**Stored dataset items**
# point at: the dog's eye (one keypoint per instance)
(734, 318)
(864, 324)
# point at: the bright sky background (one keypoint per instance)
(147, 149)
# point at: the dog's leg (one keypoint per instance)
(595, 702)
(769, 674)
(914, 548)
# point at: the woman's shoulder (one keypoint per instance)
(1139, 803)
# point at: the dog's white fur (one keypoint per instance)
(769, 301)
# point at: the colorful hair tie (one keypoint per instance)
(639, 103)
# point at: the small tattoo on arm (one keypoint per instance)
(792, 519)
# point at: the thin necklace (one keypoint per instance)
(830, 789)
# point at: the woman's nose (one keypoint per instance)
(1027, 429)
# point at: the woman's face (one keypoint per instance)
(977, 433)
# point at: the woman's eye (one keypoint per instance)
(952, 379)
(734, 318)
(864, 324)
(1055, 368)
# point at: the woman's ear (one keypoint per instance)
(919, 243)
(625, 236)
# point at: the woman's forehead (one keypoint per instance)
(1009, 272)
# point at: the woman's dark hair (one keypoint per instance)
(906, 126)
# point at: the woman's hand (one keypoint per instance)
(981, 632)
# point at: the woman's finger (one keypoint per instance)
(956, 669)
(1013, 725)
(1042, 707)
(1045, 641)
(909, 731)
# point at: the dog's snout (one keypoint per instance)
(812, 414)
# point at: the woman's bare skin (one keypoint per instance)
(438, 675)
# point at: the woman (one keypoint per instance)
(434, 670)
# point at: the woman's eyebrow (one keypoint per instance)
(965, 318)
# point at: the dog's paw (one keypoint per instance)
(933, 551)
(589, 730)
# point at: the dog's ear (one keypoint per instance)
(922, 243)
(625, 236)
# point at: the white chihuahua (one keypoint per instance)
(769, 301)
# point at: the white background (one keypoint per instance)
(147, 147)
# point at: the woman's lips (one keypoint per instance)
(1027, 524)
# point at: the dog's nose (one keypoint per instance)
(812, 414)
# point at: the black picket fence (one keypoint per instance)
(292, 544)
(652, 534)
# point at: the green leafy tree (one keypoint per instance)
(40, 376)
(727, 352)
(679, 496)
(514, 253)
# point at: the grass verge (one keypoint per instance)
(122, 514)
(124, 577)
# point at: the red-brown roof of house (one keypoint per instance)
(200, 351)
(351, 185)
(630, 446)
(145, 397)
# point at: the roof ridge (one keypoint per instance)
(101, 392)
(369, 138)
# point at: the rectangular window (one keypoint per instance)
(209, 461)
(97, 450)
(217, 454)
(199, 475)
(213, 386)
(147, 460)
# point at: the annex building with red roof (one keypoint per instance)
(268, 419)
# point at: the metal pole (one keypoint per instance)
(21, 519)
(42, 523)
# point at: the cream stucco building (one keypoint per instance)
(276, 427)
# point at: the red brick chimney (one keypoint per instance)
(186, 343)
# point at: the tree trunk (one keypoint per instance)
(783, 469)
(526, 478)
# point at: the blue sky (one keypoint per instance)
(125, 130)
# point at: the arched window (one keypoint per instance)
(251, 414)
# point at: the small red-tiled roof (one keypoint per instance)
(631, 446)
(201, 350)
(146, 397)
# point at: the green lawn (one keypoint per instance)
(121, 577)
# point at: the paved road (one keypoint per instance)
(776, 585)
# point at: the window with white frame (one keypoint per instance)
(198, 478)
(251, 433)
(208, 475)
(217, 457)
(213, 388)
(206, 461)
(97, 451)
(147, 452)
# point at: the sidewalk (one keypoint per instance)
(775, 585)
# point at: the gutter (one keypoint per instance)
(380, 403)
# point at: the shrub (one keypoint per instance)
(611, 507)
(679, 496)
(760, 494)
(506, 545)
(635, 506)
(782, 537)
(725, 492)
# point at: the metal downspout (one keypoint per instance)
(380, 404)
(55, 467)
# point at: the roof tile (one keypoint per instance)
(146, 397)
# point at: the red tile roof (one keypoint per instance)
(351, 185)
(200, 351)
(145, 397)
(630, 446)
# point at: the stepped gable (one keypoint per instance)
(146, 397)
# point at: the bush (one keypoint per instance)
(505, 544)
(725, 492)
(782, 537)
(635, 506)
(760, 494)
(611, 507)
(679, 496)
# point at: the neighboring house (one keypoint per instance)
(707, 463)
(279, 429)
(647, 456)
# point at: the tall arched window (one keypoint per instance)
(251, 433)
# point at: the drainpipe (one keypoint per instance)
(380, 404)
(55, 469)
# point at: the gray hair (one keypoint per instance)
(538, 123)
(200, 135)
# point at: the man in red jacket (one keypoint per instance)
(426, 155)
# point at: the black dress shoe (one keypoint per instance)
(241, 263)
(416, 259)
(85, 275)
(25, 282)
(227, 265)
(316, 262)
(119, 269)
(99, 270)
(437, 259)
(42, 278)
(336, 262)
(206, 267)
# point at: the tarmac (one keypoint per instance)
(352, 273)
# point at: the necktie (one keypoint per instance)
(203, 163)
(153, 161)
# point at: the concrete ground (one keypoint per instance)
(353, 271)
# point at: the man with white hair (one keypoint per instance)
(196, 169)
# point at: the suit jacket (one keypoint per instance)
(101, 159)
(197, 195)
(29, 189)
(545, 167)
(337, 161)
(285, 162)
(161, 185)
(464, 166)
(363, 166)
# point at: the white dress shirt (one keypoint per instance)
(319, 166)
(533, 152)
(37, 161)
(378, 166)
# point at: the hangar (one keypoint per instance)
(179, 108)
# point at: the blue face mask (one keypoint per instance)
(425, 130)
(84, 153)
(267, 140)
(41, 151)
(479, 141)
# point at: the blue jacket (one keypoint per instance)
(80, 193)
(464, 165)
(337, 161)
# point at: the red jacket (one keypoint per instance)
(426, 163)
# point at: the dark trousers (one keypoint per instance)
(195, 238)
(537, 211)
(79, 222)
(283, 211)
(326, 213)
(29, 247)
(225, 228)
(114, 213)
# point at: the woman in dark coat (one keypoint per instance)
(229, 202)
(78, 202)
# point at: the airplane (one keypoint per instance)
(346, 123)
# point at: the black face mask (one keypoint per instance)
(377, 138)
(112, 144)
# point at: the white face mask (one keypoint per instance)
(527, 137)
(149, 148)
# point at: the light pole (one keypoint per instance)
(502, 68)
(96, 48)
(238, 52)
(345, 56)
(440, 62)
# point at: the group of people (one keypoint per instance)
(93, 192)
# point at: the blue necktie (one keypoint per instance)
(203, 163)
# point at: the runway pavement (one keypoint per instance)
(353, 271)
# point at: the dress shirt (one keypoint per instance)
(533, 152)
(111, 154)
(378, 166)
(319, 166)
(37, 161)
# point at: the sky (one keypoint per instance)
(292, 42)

**Exercise aim**
Quote the stored dataset items verbatim, beginning with the line that contains "# point at: the light" and continuing through the final line of the items.

**Expected answer**
# point at: the light pole (one keypoint per instance)
(502, 68)
(96, 48)
(238, 52)
(345, 56)
(440, 62)
# point at: the group of people (one keypoint per instance)
(93, 192)
# point at: the blue necktie (one keypoint per instance)
(203, 163)
# point at: the runway pavement (one keypoint per instance)
(353, 271)
# point at: the dress shirt (one keypoint per instance)
(533, 152)
(111, 154)
(378, 166)
(319, 166)
(37, 161)
# point at: the sky (one keypoint per instance)
(292, 42)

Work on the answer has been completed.